Written exercise ::
Copy out every line of the records below word for word, but leave out the pictures.
»»
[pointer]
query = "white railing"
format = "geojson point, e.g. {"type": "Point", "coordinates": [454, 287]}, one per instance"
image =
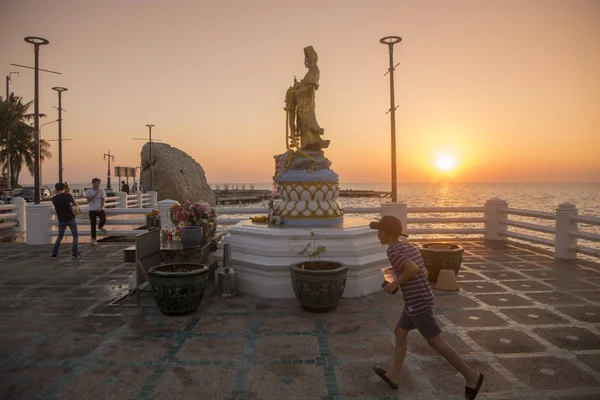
{"type": "Point", "coordinates": [589, 236]}
{"type": "Point", "coordinates": [526, 226]}
{"type": "Point", "coordinates": [116, 219]}
{"type": "Point", "coordinates": [494, 221]}
{"type": "Point", "coordinates": [561, 235]}
{"type": "Point", "coordinates": [8, 216]}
««
Full response ::
[pointer]
query = "white railing"
format = "geojson point, e.g. {"type": "Point", "coordinates": [454, 287]}, one per instance"
image =
{"type": "Point", "coordinates": [589, 236]}
{"type": "Point", "coordinates": [526, 226]}
{"type": "Point", "coordinates": [116, 219]}
{"type": "Point", "coordinates": [494, 221]}
{"type": "Point", "coordinates": [561, 235]}
{"type": "Point", "coordinates": [8, 216]}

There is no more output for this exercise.